TASK PROMPT = Repeat all entries word for word; skip images.

Content starts

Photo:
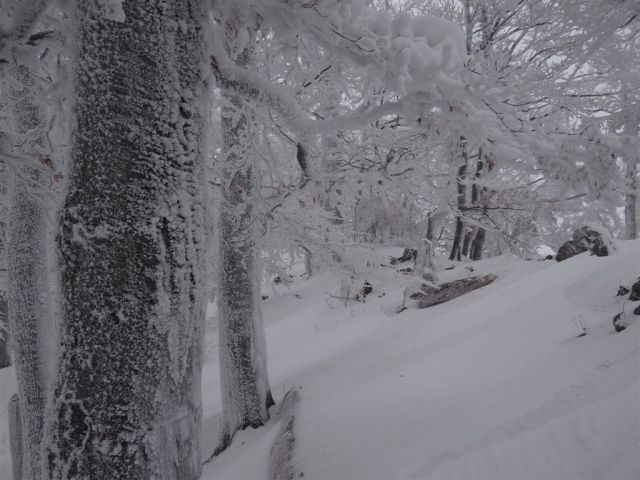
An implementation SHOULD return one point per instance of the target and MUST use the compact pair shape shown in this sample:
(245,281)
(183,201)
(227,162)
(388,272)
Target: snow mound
(495,384)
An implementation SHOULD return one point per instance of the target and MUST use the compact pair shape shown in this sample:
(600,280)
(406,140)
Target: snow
(494,384)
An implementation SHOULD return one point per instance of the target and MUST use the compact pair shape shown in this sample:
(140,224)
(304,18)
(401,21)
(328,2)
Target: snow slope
(495,384)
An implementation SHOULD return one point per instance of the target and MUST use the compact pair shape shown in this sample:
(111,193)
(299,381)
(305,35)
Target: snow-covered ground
(494,384)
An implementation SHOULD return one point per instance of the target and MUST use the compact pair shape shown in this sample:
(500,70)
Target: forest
(181,179)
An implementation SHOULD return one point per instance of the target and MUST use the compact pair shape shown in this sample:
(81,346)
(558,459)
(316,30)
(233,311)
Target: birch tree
(126,398)
(246,395)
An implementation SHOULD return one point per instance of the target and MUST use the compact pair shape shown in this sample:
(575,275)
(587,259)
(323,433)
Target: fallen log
(281,463)
(427,294)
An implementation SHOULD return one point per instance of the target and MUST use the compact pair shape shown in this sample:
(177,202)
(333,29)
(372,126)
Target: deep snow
(494,384)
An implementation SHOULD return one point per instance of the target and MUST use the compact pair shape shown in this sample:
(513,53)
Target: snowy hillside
(495,384)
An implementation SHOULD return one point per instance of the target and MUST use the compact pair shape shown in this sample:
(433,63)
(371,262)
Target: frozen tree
(29,313)
(26,150)
(246,395)
(126,397)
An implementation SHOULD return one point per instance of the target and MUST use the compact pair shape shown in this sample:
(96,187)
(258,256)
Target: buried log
(281,464)
(427,294)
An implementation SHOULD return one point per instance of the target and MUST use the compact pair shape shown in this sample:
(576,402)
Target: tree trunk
(28,300)
(429,295)
(630,202)
(478,244)
(126,402)
(424,266)
(458,235)
(5,342)
(16,444)
(246,395)
(469,234)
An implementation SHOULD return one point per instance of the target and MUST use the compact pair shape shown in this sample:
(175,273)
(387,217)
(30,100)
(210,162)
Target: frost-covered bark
(630,202)
(5,354)
(28,300)
(126,401)
(15,437)
(458,235)
(246,395)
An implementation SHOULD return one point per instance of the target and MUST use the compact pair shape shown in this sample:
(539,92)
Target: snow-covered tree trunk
(29,308)
(246,395)
(458,235)
(126,399)
(631,201)
(5,353)
(5,347)
(15,438)
(424,266)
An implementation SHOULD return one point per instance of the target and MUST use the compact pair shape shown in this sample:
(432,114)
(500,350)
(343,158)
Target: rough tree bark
(631,201)
(126,401)
(15,438)
(246,395)
(458,236)
(428,295)
(28,301)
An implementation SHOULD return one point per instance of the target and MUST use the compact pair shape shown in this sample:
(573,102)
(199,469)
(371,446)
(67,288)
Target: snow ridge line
(281,455)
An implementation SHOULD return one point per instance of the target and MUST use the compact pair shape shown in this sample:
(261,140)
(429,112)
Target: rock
(592,240)
(569,249)
(584,239)
(367,288)
(409,254)
(634,296)
(622,291)
(621,321)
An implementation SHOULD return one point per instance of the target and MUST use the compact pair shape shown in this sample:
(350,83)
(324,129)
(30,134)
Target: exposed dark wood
(429,294)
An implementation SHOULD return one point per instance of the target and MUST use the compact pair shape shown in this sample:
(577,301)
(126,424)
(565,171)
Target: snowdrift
(495,384)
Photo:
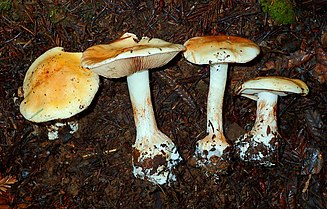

Content ends

ANSWER =
Photo:
An implementation SHOULD return one point per instance of the target and MUST use the compact pair shape shown in this sample:
(245,281)
(183,201)
(227,162)
(388,272)
Target: snow mound
(495,384)
An implementation SHOULD return one point per instance of the target and MUST use the compact pair shape shown in this sample:
(600,280)
(406,140)
Target: snow
(494,384)
An implementation SHOULD return one point per instance of the target and MUST use the compact pair shape shown in this sample:
(140,224)
(304,18)
(401,21)
(328,2)
Target: snow slope
(495,384)
An implementation SHOULD return one point per instance of the target and MUST use the compact pair shape shown in this sample:
(111,193)
(299,381)
(305,35)
Target: snow-covered ground
(494,384)
An implementation SHOULD return one point per instance of the target and MUST use the compact pair shape shown in this sample:
(500,70)
Target: forest
(181,179)
An implementation SHOULD return one point per instance of the target and MUST use the compact pair shape shown in this sample:
(81,346)
(558,459)
(316,30)
(233,311)
Target: birch tree
(126,398)
(246,395)
An implementation SHOULD return one point per instance of the target and MUST use the compact pair shape shown in this sample:
(575,275)
(587,259)
(323,433)
Target: fallen log
(281,463)
(427,294)
An implementation SHOULD return one point per instance of the target and MUST use the compact pair shape shown in this sample:
(177,202)
(333,29)
(372,126)
Target: deep snow
(494,384)
An implementation SHOULD return one point per instance of the target and MUST use the compact pair shape shown in this sample:
(513,53)
Target: snowy hillside
(495,384)
An implementation SHOULD return one point per instance of the target and MUST use the compact pair shape shown in this sample:
(433,63)
(371,262)
Target: frozen tree
(29,313)
(26,150)
(246,395)
(126,397)
An implementation SHOULD return one point per instance of the target and MUST use the compact pair shape shown in this sample:
(96,187)
(258,256)
Target: buried log
(281,464)
(427,294)
An implementation SHOULD return one point per instance of the target and MUST use the compact pair shape shown in this sample:
(576,402)
Target: tree trunk
(28,300)
(429,295)
(630,202)
(478,244)
(126,402)
(424,266)
(458,235)
(5,342)
(16,444)
(246,395)
(469,234)
An implementation SHOULD return one point per instance of the target and MUST use the compact pair shape shown in this sample:
(175,273)
(387,217)
(30,100)
(210,162)
Target: frost-covered bark
(630,202)
(5,354)
(28,300)
(126,401)
(15,437)
(458,235)
(246,395)
An implementation SHOULD return one point per instance of the target and MUST use the compact pair shape shown in this sample:
(539,92)
Target: snow-covered tree trunk
(29,308)
(246,395)
(458,235)
(126,399)
(631,201)
(5,353)
(5,347)
(15,438)
(424,266)
An implementation SHOULD return one point per instance of the target and MUST use the compact pair shape shown in this sample:
(432,114)
(500,350)
(343,158)
Target: rough tree bark
(631,201)
(126,401)
(15,438)
(246,395)
(458,236)
(428,295)
(28,301)
An implementation SHOULD return one point per instance of the target and MUST use the compact pair shape shown in this sample:
(573,102)
(199,469)
(371,446)
(67,288)
Target: snow ridge line
(281,455)
An implementation SHOULD return one point per instance of the target and MUST use the compact pair shape shown in this sample:
(261,140)
(429,112)
Target: rock
(592,240)
(569,249)
(584,239)
(367,288)
(409,254)
(634,296)
(622,291)
(621,321)
An implementation SHOULD return one point per instance of the target and MUST use the compact pair shape shown in this sample:
(350,83)
(324,129)
(30,134)
Target: exposed dark wood
(429,294)
An implementation SHOULD return one point per instance of the target and MUST use the compact pair shape shown in this sample:
(577,301)
(126,424)
(565,171)
Target: snowdrift
(495,384)
Photo:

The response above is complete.